╭─ Текст для чтения
У этих аппаратов довольно большая пропускная способность. Но нужно ли их использовать при тяжелой дорожной травме? Конечно, нет, потому что это очень медленный метод. Когда произошла дорожная травма, нужно очень оперативно смотреть, какое повреждение у пациента самое важное, что угрожает его жизни: перелом или другое ургентное состояние (кровоизлияние в головной мозг, разрыв селезенки, печени, легкого).
– Какие методы лучевой диагностики сейчас применяют в кардиологии?
– До недавнего времени возможности проведения обследования сердца у рентгенологов были весьма ограниченными: оказывалась недостаточной информация, получаемая при анализе кимограммы (движение контуров сердца), обзорного снимка грудной клетки, результатов контрастирования при глотке взвеси бария в боковом положении больного.
С внедрением мультиспиральной компьютерной томографии (МСКТ) стало возможным видеть не только само сердце, но и коронарные сосуды, не прибегая во многих случаях к кардиоангиографическому исследованию. Сейчас этих аппаратов в российских ЛПУ становится все больше, МСКТ применяют все шире. Это обстоятельство потребовало от рентгенологов более детального изучения физиологии сердца. Исследование должно проводиться с кардиосинхронизацией (с ЭКГ конкретного пациента). Дело в том, что сердце движется в 4-мерном пространстве (3-мерное плюс время). Левая его сторона движется медленнее правой стороны, поэтому все эти процессы нужно синхронизировать и дать четкую картинку на экран (в поперечной или продольной проекции). Нужно также посмотреть коронарные сосуды на всем протяжении, фракции выброса, перфузию миокарда.
Современные аппараты помогают специалистам найти ответ на очень многие вопросы при неинвазивных исследованиях (например, при внутривенном введении контраста).
Если мы говорим об исследовании сердца, то, конечно, остается полезным всем известный ультразвук. УЗ-исследование как было, так и остается ведущим методом. Это и наружное исследование через грудную стенку, и более сложное транспищеводное исследование (тонкий зонд с УЗ-датчиком вводится в пищевод).
╰─
╭─ Записи набора данных
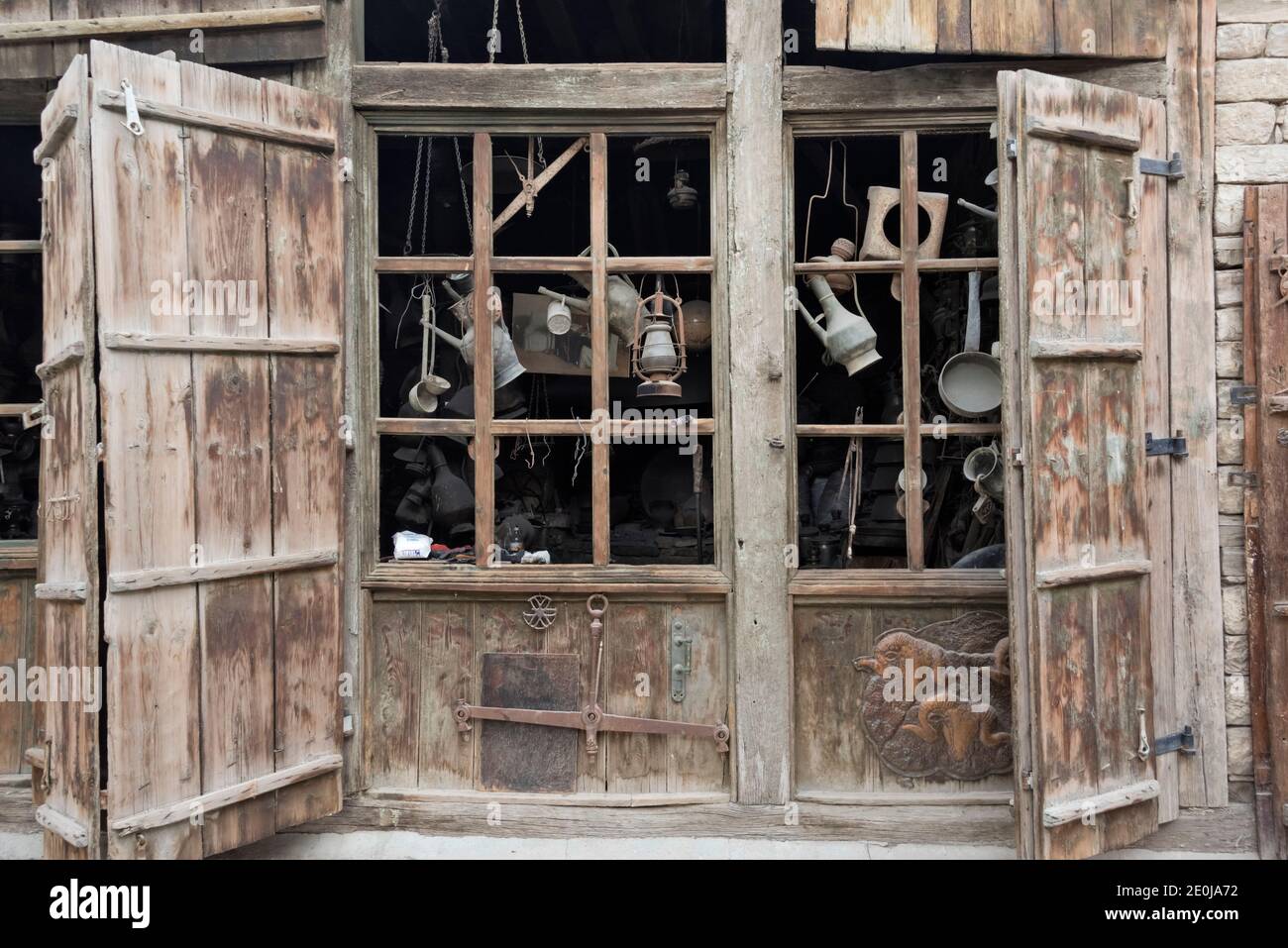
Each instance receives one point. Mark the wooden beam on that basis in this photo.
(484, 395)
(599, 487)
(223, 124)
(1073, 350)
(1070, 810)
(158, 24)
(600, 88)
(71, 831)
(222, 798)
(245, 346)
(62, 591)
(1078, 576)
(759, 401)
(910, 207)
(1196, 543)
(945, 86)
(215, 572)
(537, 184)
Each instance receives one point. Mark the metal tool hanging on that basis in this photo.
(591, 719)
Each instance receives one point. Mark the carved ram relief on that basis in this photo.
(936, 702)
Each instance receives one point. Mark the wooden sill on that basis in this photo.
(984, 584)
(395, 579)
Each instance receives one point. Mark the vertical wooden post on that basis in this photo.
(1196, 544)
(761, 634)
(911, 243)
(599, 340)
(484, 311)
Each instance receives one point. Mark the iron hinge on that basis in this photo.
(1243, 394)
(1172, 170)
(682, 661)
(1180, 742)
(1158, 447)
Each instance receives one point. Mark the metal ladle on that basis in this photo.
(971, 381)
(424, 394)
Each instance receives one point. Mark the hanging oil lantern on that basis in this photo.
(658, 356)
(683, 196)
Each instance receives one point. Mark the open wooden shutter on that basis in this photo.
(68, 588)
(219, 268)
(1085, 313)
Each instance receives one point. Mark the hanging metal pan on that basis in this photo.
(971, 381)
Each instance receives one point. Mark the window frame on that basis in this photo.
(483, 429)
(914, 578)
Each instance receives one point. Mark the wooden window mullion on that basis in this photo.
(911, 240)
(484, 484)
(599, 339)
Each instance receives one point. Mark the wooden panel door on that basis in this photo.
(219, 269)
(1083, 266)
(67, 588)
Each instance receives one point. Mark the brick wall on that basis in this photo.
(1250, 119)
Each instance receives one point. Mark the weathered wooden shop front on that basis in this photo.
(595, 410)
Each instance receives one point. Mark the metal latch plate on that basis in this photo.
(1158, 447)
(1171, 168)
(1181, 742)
╰─
§ **Изучите материал**
1) Какой метод исследования сердца текст о лучевой диагностике называет ведущим?
2) Перепечатайте из текста о лучевой диагностике всё, начиная со слов «У этих аппаратов» и до слов «боковом положении больного.».
3) Перескажите текст о лучевой диагностике в двух предложениях.

§ **Ответы к заданиям**
1) Ультразвуковое исследование.

2)
У этих аппаратов довольно большая пропускная способность. Но нужно ли их использовать при тяжелой дорожной травме? Конечно, нет, потому что это очень медленный метод. Когда произошла дорожная травма, нужно очень оперативно смотреть, какое повреждение у пациента самое важное, что угрожает его жизни: перелом или другое ургентное состояние (кровоизлияние в головной мозг, разрыв селезенки, печени, легкого).
– Какие методы лучевой диагностики сейчас применяют в кардиологии?
– До недавнего времени возможности проведения обследования сердца у рентгенологов были весьма ограниченными: оказывалась недостаточной информация, получаемая при анализе кимограммы (движение контуров сердца), обзорного снимка грудной клетки, результатов контрастирования при глотке взвеси бария в боковом положении больного.

3) Раньше возможности рентгенологов при обследовании сердца были весьма ограниченными, а с внедрением мультиспиральной компьютерной томографии стало возможным видеть само сердце и коронарные сосуды, во многих случаях без кардиоангиографии. При этом ультразвуковое исследование сердца как было, так и остается ведущим методом.